EXERCISE TEXT:

┌──

Gothikana: The tragedy of wasted potential

Some books stay with you, whether you want them to or not.

‘Ghotikana’ is a 2020 indie published Dark Academia Romance novel written by someone under the pen name ‘RuNyx’. I was alerted to this book by a youtube review and after hearing a quick summary about the book and the book’s protagonist I decided to check it out myself. Full disclosure, I didn’t start reading it thinking I would like it. I did pick it up with the intent to have a little goof and a gaff.

I read this in december 2022… It has been ruminating in my brain folds for almost a year and eight months. So in that regards, congrats to RuNyx. Your book is like black mold on my mind. I don’t want it there, but it is kind of my fault that it got there to begin with.

First things first. This book has some good parts and some less good parts about it. On Storygraph I gave it a solid two star rating. Which is only barely failing, if you think about it. My friend, who is more kind and benevolent than me gave it three stars. It’s really a what you consider to be most important in a book, really.

One of those good parts is the general mystery premise. It’s genuinely set up well, it got a couple twists and turns that made me gasp,… I liked it. If this had been the primary subject of the book and if it had been executed to a fulfilling conclusion, I would’ve rated the book higher than two stars.

The premise is thus:

After having been secluded for the majority of her life, Corvina Clemm receives a mysterious invitation to an exclusive University called Verenmore in the mountains. There she meets Vad Deverell, her teacher, who she falls instantly and madly in love with. However, strange things keep happening in Verenmore. Continuous disappearances from the school spanning the course of generations loom over her and her peers and what is lurking in the dark woods outside Verenmore castle?

Honestly, not to pat my own back, but the premise I improvised right now does more for the book than the one on Goodreads.

Besides the positive of an engaging mystery plot, this book has received high praises on Goodreads for its steamy scenes. I can only half agree with that praise. More on that later. Unfortunately.

First things first: The protagonist

Corvina Clemm is twenty one years old when going to Verenmore, I believe. She was raised and homeschooled by her schizofrenic mother. Her dad, who was also schizofrenic, took his own life before she was born. I mention the schizofrenia because it is a part of Corvina’s character. Now when I first read this and when it’s explained that Corvina hears voices, I held my breath. Because, lets be honest, not a lot of media treat mental illness with the respect and gravitas it requires; let alone an incredibly stigmatized and horror-ified mental ilness like schizofrenia. But! I was very pleasantly surprised by this book. Corvina at her age isn’t diagnosed with the illness, but was affected by her mother’s deteriorating health to the point that once she was of age, Corvina took the step to have her mother hospitalized for her own well-being. But there’s also an acknowledgement that her mother did the best she could under her circumstances. It was nice to see the illness not be stigmatized or demonized by the narrative.

└──

BRIEF 1:
In the Gothikana review, why did the reviewer hold their breath on learning that Corvina hears voices?
BRIEF 2:
Continue the Gothikana review from the point where the text ends.

DATA TO EXAMINE:
┌──

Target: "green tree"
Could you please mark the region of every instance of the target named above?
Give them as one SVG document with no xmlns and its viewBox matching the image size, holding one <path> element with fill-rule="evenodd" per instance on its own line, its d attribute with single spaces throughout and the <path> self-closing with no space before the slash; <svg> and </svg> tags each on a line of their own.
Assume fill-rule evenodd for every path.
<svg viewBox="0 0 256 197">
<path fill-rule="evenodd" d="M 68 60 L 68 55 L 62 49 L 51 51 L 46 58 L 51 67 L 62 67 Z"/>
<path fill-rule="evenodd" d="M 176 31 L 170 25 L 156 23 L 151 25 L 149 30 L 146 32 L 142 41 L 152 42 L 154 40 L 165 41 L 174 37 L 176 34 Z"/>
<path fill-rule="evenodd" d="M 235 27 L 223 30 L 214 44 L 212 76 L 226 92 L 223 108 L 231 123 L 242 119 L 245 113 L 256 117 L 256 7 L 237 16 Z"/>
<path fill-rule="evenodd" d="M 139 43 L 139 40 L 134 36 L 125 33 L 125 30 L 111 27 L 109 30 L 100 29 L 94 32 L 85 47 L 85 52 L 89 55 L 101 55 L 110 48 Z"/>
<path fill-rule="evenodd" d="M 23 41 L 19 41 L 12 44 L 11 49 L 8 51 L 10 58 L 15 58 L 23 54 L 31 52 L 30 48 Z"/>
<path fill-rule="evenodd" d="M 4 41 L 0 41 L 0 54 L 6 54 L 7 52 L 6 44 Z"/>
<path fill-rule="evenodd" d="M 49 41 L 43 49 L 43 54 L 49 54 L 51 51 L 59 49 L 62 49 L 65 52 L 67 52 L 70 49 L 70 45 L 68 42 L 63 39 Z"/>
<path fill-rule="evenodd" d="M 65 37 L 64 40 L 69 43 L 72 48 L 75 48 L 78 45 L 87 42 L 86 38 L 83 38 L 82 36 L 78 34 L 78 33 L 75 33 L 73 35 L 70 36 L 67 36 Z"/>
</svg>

└──

ANSWER SECTION 1:
The reviewer held their breath because not much media treats mental illness with the respect and gravity it needs. Schizophrenia in particular is heavily stigmatized and often turned into horror.

ANSWER SECTION 2:
So Corvina hears voices, but only when it’s plot relevant. The book mentions how she hears one of them quite often, but in the narrative, they come very little into play and then only to get Corvina from one place to the next.

Besides that she has purple eyes. “That’s not a personality trait!”, I hear you exclaim. You’d think so, wouldn’t you. You’d think…

But no it gets mentionned constantly and multiple times in every chapter. One time it’s referenced in a way that feels like it was a direct curse on my psyche. More on that later.

Corvina is insanely uncurious. For a protagonist in a mystery narrative, she really does not care about finding things out. Any and all information she needs is just kind of handed to her and every plot point just happens to her.

The love interest

I hate this man forreal.

Maybe I’m just too bisexual to get the appeal, maybe I’ve gotten too old; but, from the very first page this man cursed his presence with, my very first instinct was “absolutely not”.

Vad Deverell is in his late twenties, and Corvina’s english lit teacher (why is it always english lit?). He gets introduced with grey eyes and a grey streak in his hair, which I headcanon he dyes himself and then lies that it’s natural premature greying. I have nothing in the text that proves this except for that it’s just something a guy like him would do to make him sound weary and brooding.

He’s incredibly dominant, but not in the fun way. Just in the way that would have you see a therapist for a few years. He does the romance classic “stay away from me, I’m dangerous” yada yada, while he continues to stalk her throughout the castle. The first time Corvina sees him is when he’s playing the piano in the early morning hours loud enoug that it wakes Corvina (and only Corvina) up, who has been sleeping several stories below.

That alone makes me hate this man. Inconsiderate.

They have sex, which is adequately written. The dirty talk though? I wish I could bleach it from my mind. I’ll only put in one excerpt underneath.

Magic eyes, magic pussy.

This line right here? It haunts me to this day. Read it in 2022

Vad is always in control of information. Towards the latter half of the book, you’ll learn that their first interaction in class or when Corvina is woken up by his playing the piano isn’t the first time Vad has met Covina. He actually met her in the mental hospital after she had checked herself in because she was undergoing treatment herself. She does not remember this. And he does not tell her this until way later and after cajoles her in traumadumping on him while he eats her out on a piano. At this point she knows almost nothing of him and he is in possession of vulnerable information on her. He is her teacher, he’s older, and later on it actually turns out he owns Verenmore. I just find their dynamic to be kind of disturbing.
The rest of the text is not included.